▸ **Extracted material**
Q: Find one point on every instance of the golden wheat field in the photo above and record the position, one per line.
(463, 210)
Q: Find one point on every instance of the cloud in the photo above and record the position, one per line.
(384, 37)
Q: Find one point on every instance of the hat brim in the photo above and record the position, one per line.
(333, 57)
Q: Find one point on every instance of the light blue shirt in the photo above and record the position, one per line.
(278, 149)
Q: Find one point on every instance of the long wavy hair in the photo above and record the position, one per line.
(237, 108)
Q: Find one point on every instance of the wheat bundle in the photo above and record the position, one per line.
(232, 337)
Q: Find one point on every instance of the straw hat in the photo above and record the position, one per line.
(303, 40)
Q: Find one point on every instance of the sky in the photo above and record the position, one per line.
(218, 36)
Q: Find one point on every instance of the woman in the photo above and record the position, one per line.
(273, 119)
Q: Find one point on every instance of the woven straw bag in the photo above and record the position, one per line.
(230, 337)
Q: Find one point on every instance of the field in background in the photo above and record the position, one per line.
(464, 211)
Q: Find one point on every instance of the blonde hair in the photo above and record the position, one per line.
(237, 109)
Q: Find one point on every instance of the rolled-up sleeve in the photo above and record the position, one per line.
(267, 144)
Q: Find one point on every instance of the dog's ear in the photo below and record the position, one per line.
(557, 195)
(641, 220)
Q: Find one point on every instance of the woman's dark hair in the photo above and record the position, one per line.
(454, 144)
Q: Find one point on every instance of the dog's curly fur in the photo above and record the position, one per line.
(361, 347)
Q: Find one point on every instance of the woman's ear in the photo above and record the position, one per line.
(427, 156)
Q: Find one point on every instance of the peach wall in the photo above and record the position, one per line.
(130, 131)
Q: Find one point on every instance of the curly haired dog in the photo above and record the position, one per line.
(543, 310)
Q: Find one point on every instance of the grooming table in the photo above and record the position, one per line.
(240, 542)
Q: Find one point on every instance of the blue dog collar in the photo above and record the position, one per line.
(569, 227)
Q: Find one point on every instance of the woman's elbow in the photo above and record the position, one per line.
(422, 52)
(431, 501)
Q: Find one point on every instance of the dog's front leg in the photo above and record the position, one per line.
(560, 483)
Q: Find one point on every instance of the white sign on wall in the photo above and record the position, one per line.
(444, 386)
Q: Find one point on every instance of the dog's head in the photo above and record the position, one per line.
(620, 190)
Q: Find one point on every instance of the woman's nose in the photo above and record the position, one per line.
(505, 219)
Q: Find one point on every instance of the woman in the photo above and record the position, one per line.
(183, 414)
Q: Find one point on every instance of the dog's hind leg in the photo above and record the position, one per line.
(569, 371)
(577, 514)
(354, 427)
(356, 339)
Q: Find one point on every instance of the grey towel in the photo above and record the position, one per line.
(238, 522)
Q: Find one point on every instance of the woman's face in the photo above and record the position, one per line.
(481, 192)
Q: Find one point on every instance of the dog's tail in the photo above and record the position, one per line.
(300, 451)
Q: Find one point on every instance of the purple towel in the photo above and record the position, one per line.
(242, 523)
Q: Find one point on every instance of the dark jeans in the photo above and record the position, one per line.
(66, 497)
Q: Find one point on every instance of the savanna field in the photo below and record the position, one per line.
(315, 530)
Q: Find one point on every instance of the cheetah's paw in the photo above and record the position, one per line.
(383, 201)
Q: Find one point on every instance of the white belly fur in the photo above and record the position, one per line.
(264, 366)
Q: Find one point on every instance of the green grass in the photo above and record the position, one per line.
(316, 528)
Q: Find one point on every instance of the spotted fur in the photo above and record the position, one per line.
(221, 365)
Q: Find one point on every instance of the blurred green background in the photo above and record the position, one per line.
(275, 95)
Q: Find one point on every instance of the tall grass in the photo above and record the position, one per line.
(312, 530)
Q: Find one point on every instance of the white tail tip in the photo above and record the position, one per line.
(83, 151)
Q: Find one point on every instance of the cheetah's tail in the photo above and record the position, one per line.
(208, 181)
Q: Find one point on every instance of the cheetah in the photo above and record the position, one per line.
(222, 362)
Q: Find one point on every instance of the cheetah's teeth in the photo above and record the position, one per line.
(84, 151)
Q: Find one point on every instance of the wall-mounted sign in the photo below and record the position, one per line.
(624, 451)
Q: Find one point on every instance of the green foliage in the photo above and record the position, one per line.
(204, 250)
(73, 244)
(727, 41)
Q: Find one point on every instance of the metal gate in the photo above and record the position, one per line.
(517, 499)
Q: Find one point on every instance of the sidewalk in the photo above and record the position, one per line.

▸ **What you need to do**
Restate the listing in full, word for word.

▸ **Written reply**
Q: Find one point on every instance of the golden wheat field in the photo above and record the position, one per line.
(463, 210)
Q: Find one point on every instance of the cloud in the photo above and record the position, one per line.
(384, 37)
Q: Find one point on every instance of the hat brim in the photo above and record the position, one per line.
(333, 57)
Q: Find one point on every instance of the light blue shirt in the photo above and record the position, one per line.
(278, 149)
Q: Find one point on every instance of the long wavy hair in the photo above and record the position, one per line.
(237, 108)
Q: Find one point on every instance of the wheat bundle in the photo above and record the position, one per line.
(232, 337)
Q: Find one point on every instance of the straw hat in the photo above and record the position, one per line.
(303, 40)
Q: Find one point on every instance of the sky in the photo above and record the position, one per line.
(218, 36)
Q: Find one point on every instance of the woman in the photo above and record the position, one per line.
(273, 119)
Q: Find one point on every instance of the woven straw bag in the photo above and record the position, one per line.
(230, 337)
Q: Find one point on every instance of the field in background in the photo above and record the position, one per line.
(464, 211)
Q: Find one point on every instance of the blonde hair in the photo above and record the position, one per line.
(237, 109)
Q: Find one point on every instance of the rolled-up sleeve in the photo above and record the position, one per line.
(267, 144)
Q: Find one point on every instance of the dog's ear in the photo below and record the position, one per line.
(557, 195)
(641, 220)
Q: Find one point on every instance of the woman's dark hair in the photo above and record the position, one per line.
(454, 144)
Q: Find one point on every instance of the dog's curly fur in the photo above and record the position, one per line.
(361, 347)
Q: Find one point on every instance of the woman's ear in the photo above and record the position, one per line.
(427, 156)
Q: Find one point on every instance of the peach wall in the photo above and record the position, one per line.
(130, 131)
Q: Find one point on every instance of the curly haired dog in the photo above and record the position, one per line.
(543, 310)
Q: Find one point on every instance of the grooming table in the photo above and record the position, one per line.
(240, 542)
Q: Find one point on every instance of the blue dog collar in the photo above and record the position, one per line.
(569, 227)
Q: Find one point on every instance of the woman's elbow in the photo above and record the position, one per line.
(422, 52)
(431, 501)
Q: Find one point on every instance of the dog's front leg in the photo above and record the position, one per line.
(560, 483)
Q: Find one point on every instance of the white sign on wall in the photo above and record the position, one per line.
(444, 386)
Q: Find one point on every instance of the dog's head in the photo above and record the position, one per line.
(620, 190)
Q: Find one point on every instance of the woman's nose in the photo above and record the position, one per line.
(505, 219)
Q: Find one point on every instance of the woman in the photo above and record the position, one per line.
(183, 414)
Q: Find one point on every instance of the dog's hind leg in the photo above and record the position, one per line.
(569, 371)
(577, 514)
(354, 427)
(356, 339)
Q: Find one point on every instance of the grey towel in the photo above and record the position, one per line.
(238, 522)
Q: Find one point on every instance of the woman's face in the photo above and record the position, one per line.
(481, 192)
Q: Find one point on every instance of the dog's tail in the photo above and record the position, one per line.
(300, 451)
Q: Find one point on every instance of the purple towel in the photo above and record the position, one per line.
(242, 523)
Q: Find one point on every instance of the dark jeans in the photo above and record the position, one per line.
(66, 497)
Q: Find one point on every instance of the savanna field in the photo below and record the position, one per line.
(315, 530)
Q: Find one point on every instance of the cheetah's paw in the photo above and record the position, one per line.
(383, 201)
Q: Find one point on every instance of the white belly fur in the photo above and record the position, one per line.
(264, 366)
Q: Find one point on every instance of the green grass in the photo above and record the position, one per line.
(316, 528)
Q: Find one point on every instance of the spotted fur in the photo above and record the position, one per line.
(221, 365)
Q: Find one point on every instance of the blurred green background in the photo above and record the position, one per line.
(275, 95)
Q: Find one point on every instance of the tall grass in the photo above and record the position, one per line.
(312, 530)
Q: Find one point on every instance of the white tail tip in the photo above and record the position, one per line.
(83, 151)
Q: Find one point on every instance of the cheetah's tail in the photo above and record the position, one per line.
(208, 181)
Q: Find one point on every instance of the cheetah in the photo above and record the position, one per line.
(222, 362)
Q: Find one point on every instance of the cheetah's teeth in the photo above and record the position, one per line.
(84, 151)
Q: Find one point on every instance of the wall-mounted sign in the photo below and record the position, one per line.
(624, 451)
Q: Find one point on every instance of the green foliage in the photo above and record the position, one per line.
(204, 250)
(73, 244)
(727, 41)
Q: Find one point on every instance of the metal gate in the photo above and record the position, one per line.
(517, 499)
Q: Find one point on every instance of the sidewalk in the photo above and record the position, one per line.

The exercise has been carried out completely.